**Task description**
Return every line of the data below that contains the word "separate".

Outline labeling data
————

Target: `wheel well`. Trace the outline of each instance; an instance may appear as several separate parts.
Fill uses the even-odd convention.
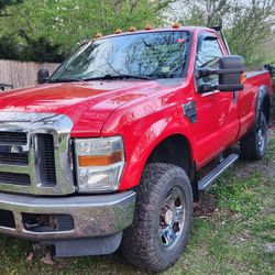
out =
[[[262,111],[264,113],[266,122],[268,123],[271,120],[271,101],[268,97],[265,97],[263,100]]]
[[[188,140],[180,134],[166,138],[151,153],[147,163],[174,164],[190,176],[193,162]]]

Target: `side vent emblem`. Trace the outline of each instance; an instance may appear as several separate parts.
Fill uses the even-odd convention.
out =
[[[190,101],[190,102],[183,105],[183,110],[184,110],[185,117],[187,117],[191,123],[197,122],[197,108],[196,108],[195,101]]]

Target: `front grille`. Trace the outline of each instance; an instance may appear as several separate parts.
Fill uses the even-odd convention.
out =
[[[28,174],[0,172],[0,183],[29,186],[31,185],[31,178]]]
[[[65,114],[0,111],[0,196],[75,193],[72,129]]]
[[[55,186],[56,173],[53,135],[37,134],[37,150],[40,152],[40,182],[42,186]]]
[[[8,165],[28,165],[29,157],[28,154],[23,153],[0,153],[0,164]]]
[[[0,144],[26,145],[28,136],[24,132],[0,132]]]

————

**Problem solution**
Target: `wheel well`. Trace the outline of each instance; an instance may appear as several separate parts.
Target: `side vent emblem`. Trace the outline of each instance; an instance may appear as several separate parts.
Target: `front grille`. Trace the outline of each instance; an instance may appear as several separate parts.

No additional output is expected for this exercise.